====== Material provided ======

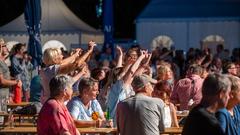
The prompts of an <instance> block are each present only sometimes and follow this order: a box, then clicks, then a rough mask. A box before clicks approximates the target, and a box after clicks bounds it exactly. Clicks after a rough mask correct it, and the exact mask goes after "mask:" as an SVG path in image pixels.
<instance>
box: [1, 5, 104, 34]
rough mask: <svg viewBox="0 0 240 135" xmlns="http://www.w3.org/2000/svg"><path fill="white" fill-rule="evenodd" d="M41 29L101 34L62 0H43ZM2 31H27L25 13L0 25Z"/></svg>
mask: <svg viewBox="0 0 240 135" xmlns="http://www.w3.org/2000/svg"><path fill="white" fill-rule="evenodd" d="M41 4H42V20H41V23H42V27H41V31H42V32H43V33H44V32H46V33H48V32H85V33H94V34H101V32H100V31H98V30H96V29H94V28H93V27H91V26H89V25H88V24H86V23H85V22H83V21H82V20H80V19H79V18H78V17H77V16H76V15H74V13H73V12H72V11H70V10H69V8H68V7H67V6H66V5H65V4H64V2H63V1H62V0H42V2H41ZM0 32H2V33H18V32H19V33H22V32H27V28H26V25H25V20H24V14H22V15H21V16H19V17H18V18H16V19H15V20H13V21H12V22H10V23H8V24H6V25H4V26H2V27H0Z"/></svg>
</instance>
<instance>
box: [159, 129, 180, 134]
mask: <svg viewBox="0 0 240 135" xmlns="http://www.w3.org/2000/svg"><path fill="white" fill-rule="evenodd" d="M181 133H182V127H179V128H177V127H170V128H165V131H164V132H163V133H161V134H181Z"/></svg>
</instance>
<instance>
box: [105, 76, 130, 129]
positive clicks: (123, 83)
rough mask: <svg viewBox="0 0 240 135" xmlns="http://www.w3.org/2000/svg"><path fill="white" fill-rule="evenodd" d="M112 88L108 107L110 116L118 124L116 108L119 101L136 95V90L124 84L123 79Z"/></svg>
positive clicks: (108, 104) (113, 86) (113, 85)
mask: <svg viewBox="0 0 240 135" xmlns="http://www.w3.org/2000/svg"><path fill="white" fill-rule="evenodd" d="M110 89H111V90H110V92H109V95H108V98H107V107H108V108H109V112H110V117H111V118H112V119H113V122H114V124H116V109H117V104H118V102H120V101H122V100H124V99H126V98H128V97H130V96H131V95H134V92H133V90H132V87H131V86H126V85H124V82H123V81H122V80H118V81H116V82H115V84H113V85H112V87H111V88H110Z"/></svg>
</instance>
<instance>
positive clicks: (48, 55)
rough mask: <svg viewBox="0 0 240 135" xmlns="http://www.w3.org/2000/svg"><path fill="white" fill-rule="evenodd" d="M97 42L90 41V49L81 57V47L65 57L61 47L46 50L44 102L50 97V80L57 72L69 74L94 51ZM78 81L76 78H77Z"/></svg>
mask: <svg viewBox="0 0 240 135" xmlns="http://www.w3.org/2000/svg"><path fill="white" fill-rule="evenodd" d="M94 46H96V44H95V42H93V41H90V42H89V49H88V51H87V52H86V53H85V54H83V55H82V56H81V57H79V55H80V54H81V49H76V50H75V53H73V55H71V56H69V57H67V58H65V59H63V55H62V52H61V50H60V49H57V48H49V49H46V50H45V51H44V54H43V62H44V64H45V67H44V68H43V69H42V70H41V71H40V77H41V84H42V86H43V90H42V94H41V102H42V103H44V102H45V101H46V100H47V99H48V98H49V97H50V90H49V85H48V84H49V82H50V80H51V79H52V78H53V77H54V76H56V75H57V74H68V73H70V72H71V71H74V70H75V69H77V68H78V67H80V66H81V65H82V64H83V63H84V62H85V60H86V59H87V58H88V57H89V55H90V54H91V53H92V51H93V48H94ZM75 81H76V80H75Z"/></svg>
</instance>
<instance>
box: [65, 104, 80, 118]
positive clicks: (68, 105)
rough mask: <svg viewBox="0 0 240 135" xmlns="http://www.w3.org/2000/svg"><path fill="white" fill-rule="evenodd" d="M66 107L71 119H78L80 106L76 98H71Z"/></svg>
mask: <svg viewBox="0 0 240 135" xmlns="http://www.w3.org/2000/svg"><path fill="white" fill-rule="evenodd" d="M67 108H68V111H69V113H70V114H71V116H72V117H73V119H76V120H77V119H78V115H79V114H80V107H79V104H78V103H77V101H76V100H72V101H70V102H68V104H67Z"/></svg>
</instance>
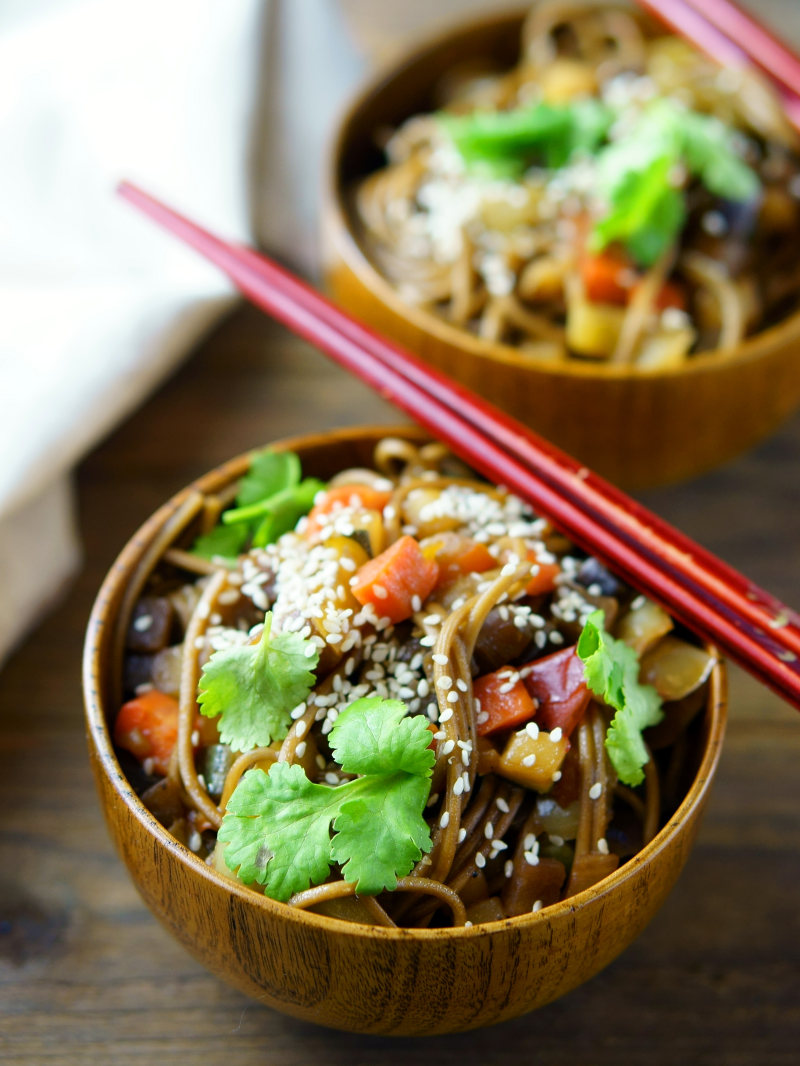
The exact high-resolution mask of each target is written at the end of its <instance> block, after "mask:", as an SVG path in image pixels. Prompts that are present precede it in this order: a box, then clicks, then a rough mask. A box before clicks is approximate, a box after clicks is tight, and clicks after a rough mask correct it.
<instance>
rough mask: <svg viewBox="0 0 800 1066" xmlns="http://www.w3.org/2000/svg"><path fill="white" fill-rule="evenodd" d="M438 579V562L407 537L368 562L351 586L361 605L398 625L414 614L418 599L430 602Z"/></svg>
mask: <svg viewBox="0 0 800 1066" xmlns="http://www.w3.org/2000/svg"><path fill="white" fill-rule="evenodd" d="M437 580H438V566H437V565H436V563H434V562H433V560H431V559H427V558H426V555H425V553H423V552H422V549H421V548H420V547H419V543H418V542H417V540H415V539H414V537H413V536H409V535H405V536H401V537H400V538H399V539H397V540H395V543H394V544H390V545H389V547H388V548H387V549H386V550H385V551H382V552H381V554H380V555H375V558H374V559H370V560H369V562H368V563H365V564H364V566H362V567H361V569H359V570H358V571H357V574H356V575H355V577H354V579H353V581H352V584H351V586H350V587H351V591H352V593H353V596H355V598H356V599H357V600H358V602H359V603H362V604H364V605H365V607H366V605H367V604H368V603H370V604H371V605H372V607H373V608H374V609H375V612H377V613H378V615H379V616H380V617H382V618H389V619H390V620H391V621H393V623H398V621H404V620H405V618H410V617H411V616H412V614H414V611H415V610H417V608H415V603H416V602H417V600H418V601H419V603H420V604H421V603H423V602H425V601H426V600H427V599H428V597H429V596H430V594H431V592H432V591H433V588H434V586H435V584H436V581H437Z"/></svg>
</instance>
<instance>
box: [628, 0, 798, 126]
mask: <svg viewBox="0 0 800 1066" xmlns="http://www.w3.org/2000/svg"><path fill="white" fill-rule="evenodd" d="M638 2H639V5H640V6H641V7H644V9H645V10H646V11H649V12H650V13H651V14H652V15H654V16H655V17H656V18H657V19H658V20H659V21H660V22H663V23H665V25H666V26H668V27H670V29H672V30H674V31H675V32H676V33H678V34H681V35H682V36H684V37H686V38H687V39H688V41H690V42H691V43H692V44H693V45H695V46H697V47H698V48H699V49H700V50H701V51H702V52H705V53H706V55H710V56H711V59H714V60H716V61H717V62H718V63H719V64H720V65H721V66H723V67H741V66H754V67H757V68H758V69H759V70H761V71H762V74H764V75H765V76H766V78H767V80H769V81H770V82H772V84H773V86H774V88H775V91H777V93H778V95H779V96H780V98H781V102H782V104H783V108H784V111H785V112H786V116H787V118H788V119H789V122H790V123H791V124H793V126H795V128H796V129H800V59H798V56H797V55H795V54H794V53H793V52H791V51H790V50H789V49H788V48H786V46H785V45H784V44H783V43H782V42H780V41H779V39H778V37H775V35H774V34H773V33H770V31H769V30H767V29H766V27H764V26H762V25H761V22H757V21H756V20H755V19H754V18H753V17H752V16H751V15H749V14H748V13H747V12H745V11H742V9H741V7H739V6H738V4H736V3H734V2H733V0H638Z"/></svg>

======

#### [What the exercise asks]
Pictures stay out. Transcribe the lines from the start of the entries above through the line with "box: [1, 5, 104, 34]", exactly.

#### [Solved problem]
The prompts of an <instance> block are each present only sometimes and follow this order: a box, then clicks, then a rough mask. A box before clicks approximates the target, and a box after clicks bounds it exactly. Clicks after a rough mask correct it, and the exact mask goes after "mask:" as an SVG path in image pixels.
<instance>
box: [1, 5, 104, 34]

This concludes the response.